Saved entries:
● ● ●

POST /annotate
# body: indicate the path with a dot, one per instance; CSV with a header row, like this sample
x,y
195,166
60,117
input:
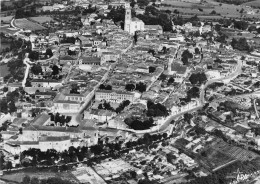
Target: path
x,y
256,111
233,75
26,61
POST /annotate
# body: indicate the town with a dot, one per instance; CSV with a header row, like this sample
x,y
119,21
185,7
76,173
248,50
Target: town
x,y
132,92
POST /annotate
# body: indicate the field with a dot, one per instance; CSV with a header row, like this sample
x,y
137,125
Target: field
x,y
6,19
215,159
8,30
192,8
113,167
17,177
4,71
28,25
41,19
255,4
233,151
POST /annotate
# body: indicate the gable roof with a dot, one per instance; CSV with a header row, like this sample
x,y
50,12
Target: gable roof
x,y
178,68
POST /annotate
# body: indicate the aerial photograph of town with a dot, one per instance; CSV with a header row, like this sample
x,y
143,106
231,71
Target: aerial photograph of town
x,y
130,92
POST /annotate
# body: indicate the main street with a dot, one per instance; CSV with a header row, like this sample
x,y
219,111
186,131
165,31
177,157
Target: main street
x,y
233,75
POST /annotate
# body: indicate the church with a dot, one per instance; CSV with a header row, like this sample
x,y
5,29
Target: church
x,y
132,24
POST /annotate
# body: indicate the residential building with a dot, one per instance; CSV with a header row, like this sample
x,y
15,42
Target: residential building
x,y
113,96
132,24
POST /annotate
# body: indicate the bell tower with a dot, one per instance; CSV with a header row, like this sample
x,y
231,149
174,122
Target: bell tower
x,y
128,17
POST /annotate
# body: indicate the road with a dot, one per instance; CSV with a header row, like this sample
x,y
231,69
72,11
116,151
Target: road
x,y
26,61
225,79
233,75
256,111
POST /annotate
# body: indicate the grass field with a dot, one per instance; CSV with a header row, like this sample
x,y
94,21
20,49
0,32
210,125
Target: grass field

● ● ●

• Problem to work on:
Leave the pictures out and write out every entry exactly as given.

• Final answer:
POST /annotate
# body: indicate the path with a dot, one per instance; CSV with a header row, like this sample
x,y
195,166
60,117
input:
Target: path
x,y
256,111
233,75
26,61
POST /annotate
# body: indicate the town with a dot, one per instance; CSV with a header row, like this sample
x,y
119,21
185,7
76,173
248,50
Target: town
x,y
132,92
POST /annotate
# body: indicate the field with a dot, one per instance; CSV with a header row, like this sample
x,y
137,125
Target: field
x,y
6,19
215,159
8,30
192,8
113,167
17,177
4,71
28,25
41,19
255,4
233,151
POST /annotate
# body: indicate the gable roof with a dot, one per instance; CSV with a header row, like this sample
x,y
50,12
Target: gable roof
x,y
178,68
POST /annotate
# body: indicate the aerial photograph of town with a dot, one per instance; CSV with a header row, like this sample
x,y
143,106
231,71
Target: aerial photograph of town
x,y
130,92
POST /annotate
# body: indicate the main street with a dot, one per instance; CSV with a header row, like this sample
x,y
219,111
186,131
165,31
177,157
Target: main street
x,y
233,75
POST /annotate
# body: indicate the church with a dot, one per instance; CSV with a header row, like this sample
x,y
5,29
Target: church
x,y
132,24
POST /annotate
# body: indicate the residential building with a dot, one per instance; CSV with a header row, like this sample
x,y
15,42
Target: residential building
x,y
113,96
132,24
POST /annotate
# body: indicate the bell tower with a dot, one per instance; CSV with a header row, like this sample
x,y
231,149
174,122
Target: bell tower
x,y
128,17
POST /annotate
# body: indicate the road with a dot, one per instance; CSV with a header row, like this sample
x,y
231,69
72,11
116,151
Target: road
x,y
26,61
225,79
233,75
256,111
POST /annotate
# body: indicate the grass field with a dot, one per instance; CSV with a header row, like this sample
x,y
94,21
20,49
0,32
210,125
Target: grass field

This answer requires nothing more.